What is being asked
Report every line of the material below that contains the string "polygon".

Dataset items:
......
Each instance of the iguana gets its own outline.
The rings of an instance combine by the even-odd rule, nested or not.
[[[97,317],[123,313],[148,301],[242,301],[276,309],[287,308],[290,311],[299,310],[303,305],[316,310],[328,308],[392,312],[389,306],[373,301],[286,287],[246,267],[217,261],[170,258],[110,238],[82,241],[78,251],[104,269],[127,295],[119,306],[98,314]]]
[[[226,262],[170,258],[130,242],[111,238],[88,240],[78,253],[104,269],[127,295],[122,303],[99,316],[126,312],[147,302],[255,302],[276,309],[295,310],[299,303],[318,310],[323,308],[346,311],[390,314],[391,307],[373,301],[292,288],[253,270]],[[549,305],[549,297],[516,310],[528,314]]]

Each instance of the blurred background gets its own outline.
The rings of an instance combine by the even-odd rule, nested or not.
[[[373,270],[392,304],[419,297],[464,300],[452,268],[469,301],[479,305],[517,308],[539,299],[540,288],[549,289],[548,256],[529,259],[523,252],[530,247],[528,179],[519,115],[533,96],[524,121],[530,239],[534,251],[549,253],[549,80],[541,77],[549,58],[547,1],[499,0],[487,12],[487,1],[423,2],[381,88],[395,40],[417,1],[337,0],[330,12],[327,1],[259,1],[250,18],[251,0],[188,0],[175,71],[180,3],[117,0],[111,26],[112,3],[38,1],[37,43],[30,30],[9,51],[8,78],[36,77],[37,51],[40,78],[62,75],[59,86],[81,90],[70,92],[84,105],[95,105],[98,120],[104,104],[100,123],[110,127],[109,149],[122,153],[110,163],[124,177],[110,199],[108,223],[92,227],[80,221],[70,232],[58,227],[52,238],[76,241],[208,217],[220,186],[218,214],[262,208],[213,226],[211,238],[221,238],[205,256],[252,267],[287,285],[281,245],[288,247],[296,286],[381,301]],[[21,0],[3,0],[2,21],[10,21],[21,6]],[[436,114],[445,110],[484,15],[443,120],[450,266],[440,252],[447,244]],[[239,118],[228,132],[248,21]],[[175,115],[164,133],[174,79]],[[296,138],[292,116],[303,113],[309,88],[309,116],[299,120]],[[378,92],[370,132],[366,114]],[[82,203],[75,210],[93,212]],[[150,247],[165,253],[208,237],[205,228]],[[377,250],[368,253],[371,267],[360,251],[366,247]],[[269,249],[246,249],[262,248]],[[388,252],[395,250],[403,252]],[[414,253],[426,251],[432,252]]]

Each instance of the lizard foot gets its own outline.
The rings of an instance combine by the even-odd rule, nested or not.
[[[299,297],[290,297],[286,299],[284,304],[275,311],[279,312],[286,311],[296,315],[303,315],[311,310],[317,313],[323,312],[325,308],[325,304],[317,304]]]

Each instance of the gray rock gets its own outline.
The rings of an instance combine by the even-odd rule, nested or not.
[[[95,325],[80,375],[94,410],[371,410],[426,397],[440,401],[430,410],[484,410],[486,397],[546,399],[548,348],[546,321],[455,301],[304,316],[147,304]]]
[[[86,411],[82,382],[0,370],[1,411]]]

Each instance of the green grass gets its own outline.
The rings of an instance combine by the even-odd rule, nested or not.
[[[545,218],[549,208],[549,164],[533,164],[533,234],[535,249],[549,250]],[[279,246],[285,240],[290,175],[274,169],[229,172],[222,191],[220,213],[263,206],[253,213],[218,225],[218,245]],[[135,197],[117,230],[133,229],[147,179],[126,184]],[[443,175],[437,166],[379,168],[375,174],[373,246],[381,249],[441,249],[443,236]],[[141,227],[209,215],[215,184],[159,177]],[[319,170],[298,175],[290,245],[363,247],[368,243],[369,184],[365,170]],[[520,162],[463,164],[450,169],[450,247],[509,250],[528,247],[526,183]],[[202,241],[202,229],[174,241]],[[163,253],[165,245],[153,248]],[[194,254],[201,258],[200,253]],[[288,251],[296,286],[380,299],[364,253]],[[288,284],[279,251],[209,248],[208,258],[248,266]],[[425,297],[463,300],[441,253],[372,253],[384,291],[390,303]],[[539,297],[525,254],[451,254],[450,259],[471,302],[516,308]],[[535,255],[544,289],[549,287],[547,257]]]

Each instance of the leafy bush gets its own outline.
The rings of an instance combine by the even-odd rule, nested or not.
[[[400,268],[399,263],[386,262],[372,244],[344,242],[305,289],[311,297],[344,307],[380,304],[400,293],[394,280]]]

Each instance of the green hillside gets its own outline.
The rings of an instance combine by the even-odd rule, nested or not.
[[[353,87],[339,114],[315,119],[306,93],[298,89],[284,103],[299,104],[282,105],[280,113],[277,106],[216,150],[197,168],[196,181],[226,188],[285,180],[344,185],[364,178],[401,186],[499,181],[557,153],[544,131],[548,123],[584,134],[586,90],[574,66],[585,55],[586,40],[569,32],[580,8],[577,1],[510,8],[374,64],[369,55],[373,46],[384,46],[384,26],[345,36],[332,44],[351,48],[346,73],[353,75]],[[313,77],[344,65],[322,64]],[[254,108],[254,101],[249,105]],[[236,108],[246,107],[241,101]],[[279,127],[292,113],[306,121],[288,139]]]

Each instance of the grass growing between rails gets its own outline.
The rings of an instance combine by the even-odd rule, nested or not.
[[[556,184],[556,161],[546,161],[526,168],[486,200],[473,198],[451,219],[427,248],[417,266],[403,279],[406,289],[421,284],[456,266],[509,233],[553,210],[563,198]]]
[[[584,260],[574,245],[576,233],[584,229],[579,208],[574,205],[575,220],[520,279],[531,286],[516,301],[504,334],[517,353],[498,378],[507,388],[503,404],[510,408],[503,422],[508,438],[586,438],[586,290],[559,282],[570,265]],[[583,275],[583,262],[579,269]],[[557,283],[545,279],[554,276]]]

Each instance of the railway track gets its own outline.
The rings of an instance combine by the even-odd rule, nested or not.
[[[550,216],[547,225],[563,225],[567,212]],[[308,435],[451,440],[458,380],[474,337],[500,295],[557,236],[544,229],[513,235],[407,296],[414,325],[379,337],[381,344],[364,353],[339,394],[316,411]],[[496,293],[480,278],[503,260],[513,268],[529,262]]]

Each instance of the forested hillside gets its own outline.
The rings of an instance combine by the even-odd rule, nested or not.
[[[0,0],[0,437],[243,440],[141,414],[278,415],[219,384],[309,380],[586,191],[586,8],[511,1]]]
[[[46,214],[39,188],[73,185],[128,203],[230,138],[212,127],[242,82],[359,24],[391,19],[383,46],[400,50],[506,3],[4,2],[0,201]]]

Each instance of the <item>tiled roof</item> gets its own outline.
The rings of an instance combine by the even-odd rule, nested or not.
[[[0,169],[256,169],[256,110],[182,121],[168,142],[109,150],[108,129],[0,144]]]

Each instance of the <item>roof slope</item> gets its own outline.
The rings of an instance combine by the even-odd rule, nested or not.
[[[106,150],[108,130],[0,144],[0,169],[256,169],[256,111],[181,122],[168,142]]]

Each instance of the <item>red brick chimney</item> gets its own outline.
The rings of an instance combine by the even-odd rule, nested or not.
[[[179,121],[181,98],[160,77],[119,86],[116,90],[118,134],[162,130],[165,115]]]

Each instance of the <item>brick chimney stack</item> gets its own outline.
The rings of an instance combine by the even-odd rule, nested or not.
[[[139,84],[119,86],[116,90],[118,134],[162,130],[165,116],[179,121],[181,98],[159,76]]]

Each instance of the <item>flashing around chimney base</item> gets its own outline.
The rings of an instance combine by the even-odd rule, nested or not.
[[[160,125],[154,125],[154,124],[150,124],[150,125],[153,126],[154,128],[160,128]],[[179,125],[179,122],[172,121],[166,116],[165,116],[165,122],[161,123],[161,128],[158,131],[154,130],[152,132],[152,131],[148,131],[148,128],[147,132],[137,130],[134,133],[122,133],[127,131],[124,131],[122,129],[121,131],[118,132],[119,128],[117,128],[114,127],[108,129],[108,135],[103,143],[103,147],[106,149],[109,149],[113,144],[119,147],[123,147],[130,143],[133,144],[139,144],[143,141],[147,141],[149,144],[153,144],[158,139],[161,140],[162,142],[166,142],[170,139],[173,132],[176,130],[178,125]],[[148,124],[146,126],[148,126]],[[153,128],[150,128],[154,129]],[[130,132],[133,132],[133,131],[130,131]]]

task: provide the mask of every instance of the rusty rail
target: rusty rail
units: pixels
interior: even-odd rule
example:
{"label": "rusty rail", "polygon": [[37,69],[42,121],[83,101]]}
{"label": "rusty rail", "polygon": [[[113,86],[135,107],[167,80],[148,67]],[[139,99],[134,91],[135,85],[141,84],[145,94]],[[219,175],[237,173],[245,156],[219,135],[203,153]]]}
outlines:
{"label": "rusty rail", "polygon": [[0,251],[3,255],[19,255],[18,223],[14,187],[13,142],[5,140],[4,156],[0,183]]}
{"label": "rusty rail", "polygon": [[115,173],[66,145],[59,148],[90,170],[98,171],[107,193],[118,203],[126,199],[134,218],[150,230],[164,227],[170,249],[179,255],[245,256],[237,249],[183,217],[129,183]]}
......
The answer
{"label": "rusty rail", "polygon": [[37,69],[42,121],[83,101]]}
{"label": "rusty rail", "polygon": [[[113,86],[135,107],[167,80],[148,67]],[[139,99],[134,91],[135,85],[141,84],[145,94]],[[219,175],[237,173],[245,156],[219,135],[203,153]]]}
{"label": "rusty rail", "polygon": [[0,251],[3,255],[19,255],[18,223],[14,187],[13,142],[5,140],[4,156],[0,183]]}
{"label": "rusty rail", "polygon": [[115,173],[66,145],[59,148],[90,170],[98,171],[107,193],[118,203],[126,199],[134,218],[150,230],[164,227],[170,249],[179,255],[245,256],[237,249],[183,217],[129,183]]}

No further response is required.